Problem details: Duplicate everything from the start of the entries down to the line that contains "xmin=211 ymin=0 xmax=313 ymax=126", including that line.

Entries of saved data:
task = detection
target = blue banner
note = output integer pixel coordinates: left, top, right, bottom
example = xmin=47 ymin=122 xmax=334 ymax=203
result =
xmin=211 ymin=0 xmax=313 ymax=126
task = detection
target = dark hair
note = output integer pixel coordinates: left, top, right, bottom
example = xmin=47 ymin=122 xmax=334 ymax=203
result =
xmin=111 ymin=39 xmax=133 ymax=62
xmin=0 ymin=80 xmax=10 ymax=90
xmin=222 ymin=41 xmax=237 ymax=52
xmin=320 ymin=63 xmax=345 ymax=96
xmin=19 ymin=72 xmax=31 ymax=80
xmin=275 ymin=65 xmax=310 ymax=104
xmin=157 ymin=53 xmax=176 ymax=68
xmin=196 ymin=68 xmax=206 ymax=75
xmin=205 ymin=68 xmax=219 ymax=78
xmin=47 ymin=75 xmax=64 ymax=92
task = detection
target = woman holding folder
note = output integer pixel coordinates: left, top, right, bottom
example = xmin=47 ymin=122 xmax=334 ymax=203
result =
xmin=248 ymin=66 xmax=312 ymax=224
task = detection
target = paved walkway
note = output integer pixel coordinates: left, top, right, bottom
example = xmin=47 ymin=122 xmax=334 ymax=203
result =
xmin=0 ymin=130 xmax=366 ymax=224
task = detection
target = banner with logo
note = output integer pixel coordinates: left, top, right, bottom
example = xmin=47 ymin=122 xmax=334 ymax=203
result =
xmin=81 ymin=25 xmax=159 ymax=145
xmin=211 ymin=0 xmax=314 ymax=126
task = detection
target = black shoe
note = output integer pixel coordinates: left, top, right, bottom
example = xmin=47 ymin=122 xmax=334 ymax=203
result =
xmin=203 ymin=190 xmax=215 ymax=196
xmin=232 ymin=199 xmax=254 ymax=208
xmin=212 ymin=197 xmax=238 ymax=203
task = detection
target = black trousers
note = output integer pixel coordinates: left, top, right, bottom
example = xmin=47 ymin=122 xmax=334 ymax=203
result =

Result for this exercise:
task = detection
target = blue banner
note = output integer pixel coordinates: left, top, right, bottom
example = xmin=47 ymin=122 xmax=334 ymax=203
result =
xmin=211 ymin=0 xmax=313 ymax=126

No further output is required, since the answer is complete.